Pictures do not belong in the copy; print every entry exactly as it stands.

═════ Given information

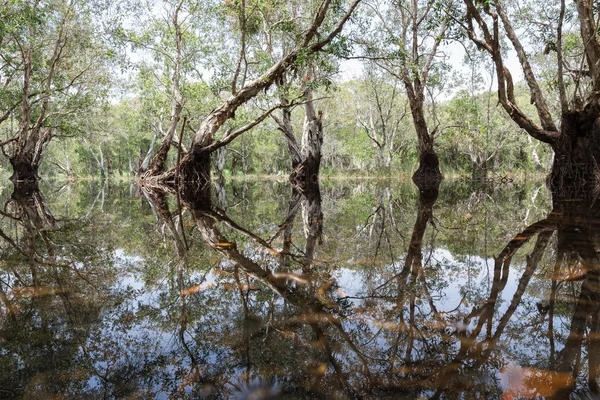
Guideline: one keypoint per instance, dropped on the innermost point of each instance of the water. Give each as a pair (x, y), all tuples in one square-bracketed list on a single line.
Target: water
[(367, 290)]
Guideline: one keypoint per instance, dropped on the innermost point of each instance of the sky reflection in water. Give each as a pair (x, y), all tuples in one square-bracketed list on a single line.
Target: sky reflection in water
[(363, 290)]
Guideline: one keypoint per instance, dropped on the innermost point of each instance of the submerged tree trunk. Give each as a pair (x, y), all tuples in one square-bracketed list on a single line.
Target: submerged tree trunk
[(28, 156), (577, 153), (195, 165), (312, 217), (306, 173), (428, 172)]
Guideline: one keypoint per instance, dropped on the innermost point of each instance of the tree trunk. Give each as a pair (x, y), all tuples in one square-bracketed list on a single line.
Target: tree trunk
[(307, 172), (23, 168), (428, 172), (577, 151)]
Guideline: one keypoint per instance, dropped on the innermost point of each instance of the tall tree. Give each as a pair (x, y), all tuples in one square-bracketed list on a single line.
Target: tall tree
[(575, 139), (406, 43), (195, 165), (52, 67)]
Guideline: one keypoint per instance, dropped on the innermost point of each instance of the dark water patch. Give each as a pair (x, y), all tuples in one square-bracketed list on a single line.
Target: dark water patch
[(359, 290)]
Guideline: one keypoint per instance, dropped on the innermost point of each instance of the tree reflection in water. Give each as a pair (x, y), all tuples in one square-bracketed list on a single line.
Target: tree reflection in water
[(374, 302)]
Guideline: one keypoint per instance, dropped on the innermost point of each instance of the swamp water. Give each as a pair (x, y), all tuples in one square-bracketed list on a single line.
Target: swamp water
[(364, 290)]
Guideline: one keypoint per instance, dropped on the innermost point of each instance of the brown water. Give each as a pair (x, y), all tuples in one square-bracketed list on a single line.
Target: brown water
[(367, 290)]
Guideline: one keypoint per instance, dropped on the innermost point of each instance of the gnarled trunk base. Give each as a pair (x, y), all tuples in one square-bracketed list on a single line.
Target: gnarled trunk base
[(575, 172), (24, 169), (428, 174), (306, 174)]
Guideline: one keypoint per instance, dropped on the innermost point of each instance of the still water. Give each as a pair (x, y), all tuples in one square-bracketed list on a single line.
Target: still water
[(363, 290)]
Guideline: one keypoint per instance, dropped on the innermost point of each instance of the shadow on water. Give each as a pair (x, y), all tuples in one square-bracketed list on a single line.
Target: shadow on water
[(391, 295)]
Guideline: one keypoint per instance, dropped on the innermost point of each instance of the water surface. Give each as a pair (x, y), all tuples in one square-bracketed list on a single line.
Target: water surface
[(363, 290)]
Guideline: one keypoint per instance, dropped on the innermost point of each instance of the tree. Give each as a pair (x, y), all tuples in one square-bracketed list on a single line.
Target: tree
[(576, 139), (53, 67), (380, 111), (195, 165), (411, 33)]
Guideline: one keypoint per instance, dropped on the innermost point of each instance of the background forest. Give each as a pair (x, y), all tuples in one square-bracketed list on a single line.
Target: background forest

══════════

- **Written response**:
Guideline: one keypoint per instance, dropped on the innermost point of each instance of the water. Give each as a pair (x, y), all tuples in one square-bracketed list on a single line.
Target: water
[(367, 290)]
Guideline: one keypoint per instance, dropped on the innermost point of each instance of the sky reflection in water. Give each as a pair (x, y), all tuples in one square-bracketed list on a single line.
Target: sky reflection in water
[(363, 290)]
Guideline: one keypoint per instance, dropped on the innermost point of each instance of the submerged tree trunk. Give each as a pair (x, y), all tuples in one square-bracketed list on a single line.
Target: submerged tree trunk
[(28, 156), (577, 153), (195, 165), (312, 217), (306, 173), (428, 172)]
Guideline: one keypoint per instance, dropped on the innermost point of each instance of the tree trunk. Give each as a pair (x, y), all tuples in one square-bracketed list on a single line.
Target: tree trunk
[(307, 172), (23, 168), (428, 172), (577, 151)]
Guideline: one keypoint per instance, dropped on the innermost point of each instance of the tall tree. Give each as a pair (x, y), all tuples in one square-bracketed list on a single line.
Target: tall tree
[(575, 139), (406, 43), (195, 165), (52, 67)]
Guideline: one keypoint per instance, dropped on the innermost point of each instance of the dark water patch. Give each as a pair (x, y), all tuples in one square-bracketed list on a single line.
Target: dark water patch
[(359, 290)]
Guideline: one keypoint per instance, dropped on the innermost point of each instance of the tree reflection in water. Give each as a pair (x, y), all tuples in one square-bracketed list on a single line.
Target: tree reflection in water
[(374, 302)]
Guideline: one keypoint per instance, dropped on the innermost point of each instance of the swamp water. Give each as a pair (x, y), all tuples in one square-bracketed list on a single line.
Target: swamp water
[(364, 290)]
Guideline: one keypoint per instance, dropped on the innermost point of each instance of the brown water. Give each as a pair (x, y), all tuples in one square-bracketed list on a single line.
Target: brown water
[(367, 290)]
Guideline: one keypoint per instance, dropped on the innermost point of each instance of the gnarled trunk base. Give each as a pair (x, y), all tuples in one square-bracketed list on a single line.
Target: gnarled trunk base
[(575, 172), (24, 169), (428, 174), (306, 174)]
Guideline: one keypoint per instance, dropped on the innermost point of each instance of the still water. Give each as a pair (x, y), all tuples in one square-bracketed list on a single line.
Target: still water
[(363, 290)]
Guideline: one keypoint per instance, dropped on the innermost point of each instance of the shadow on water. Give each as a pair (x, y), all tuples in one square-bracketed list on a single line.
Target: shadow on water
[(391, 295)]
Guideline: one keypoint per instance, dropped on the innermost point of each instance of the water surface. Give each as a pair (x, y), all tuples in one square-bracketed list on a single line.
Target: water surface
[(363, 290)]
Guideline: one keypoint per instance, dropped on the innermost point of each instance of the tree. Give each as a pair (x, y), all tuples in one square-bracketed list on a single line.
Target: tree
[(576, 139), (53, 67), (380, 111), (195, 165), (411, 33)]
Guideline: one keypoint per instance, dropped on the innermost point of each instance of the background forest. Give each as a pair (x, y), all tuples in one square-bracketed list on a single line.
Target: background forest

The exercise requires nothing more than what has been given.